▸ **Prompt**:
Report every line of the entries below that contains the word "arena", copying each line in full. Case counts.

▸ **Material provided**:
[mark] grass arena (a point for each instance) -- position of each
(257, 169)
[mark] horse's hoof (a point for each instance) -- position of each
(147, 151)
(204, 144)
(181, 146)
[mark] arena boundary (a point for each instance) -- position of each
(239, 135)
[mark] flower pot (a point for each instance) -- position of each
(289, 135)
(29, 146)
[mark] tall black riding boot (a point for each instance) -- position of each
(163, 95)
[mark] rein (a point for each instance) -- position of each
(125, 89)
--
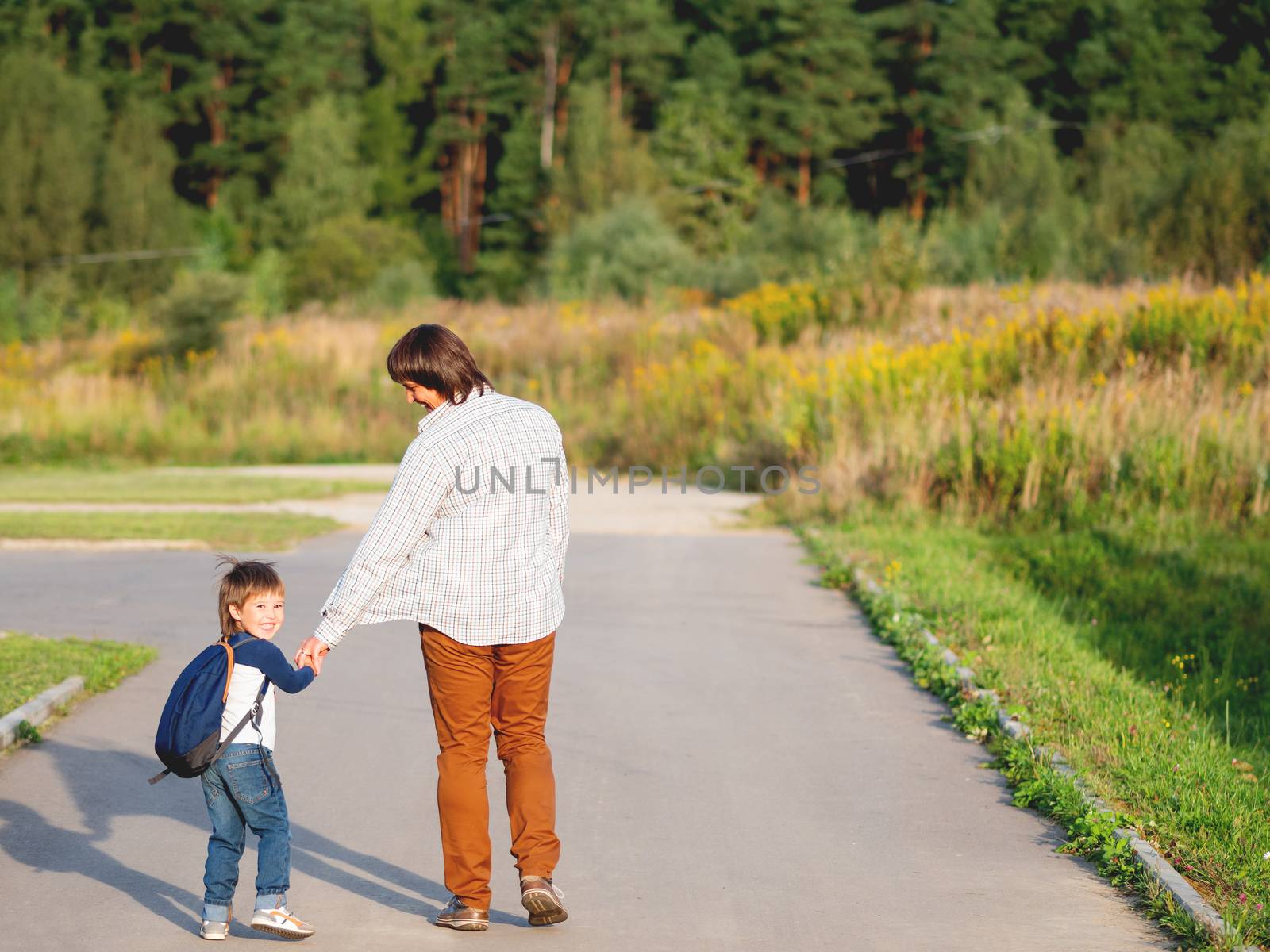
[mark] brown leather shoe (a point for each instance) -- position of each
---
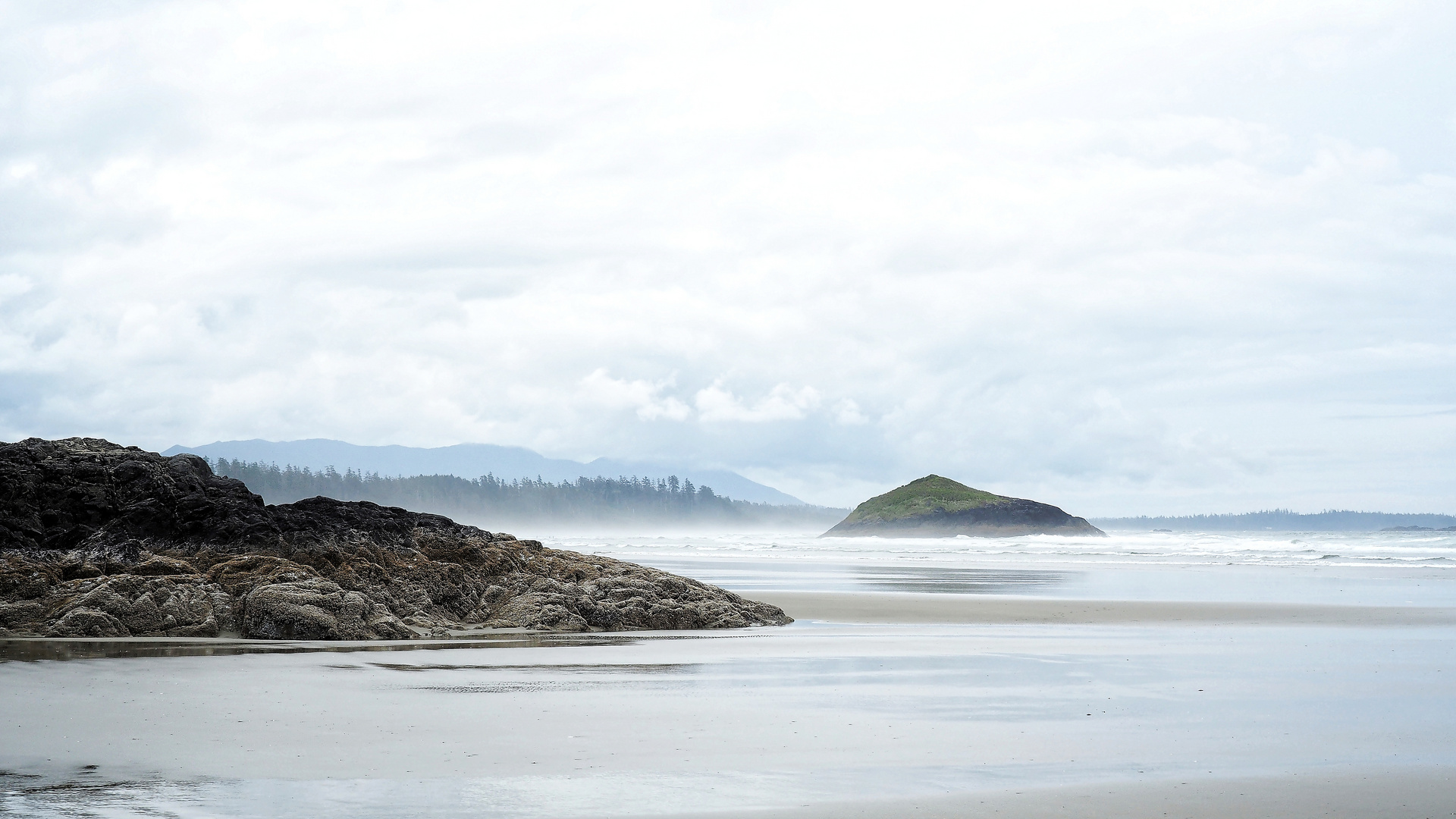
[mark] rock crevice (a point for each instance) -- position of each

▸ **Answer to the problem**:
[mark] grass arena (a point for each instance) -- position of each
[mark] arena boundary (a point for each instance) -- position of each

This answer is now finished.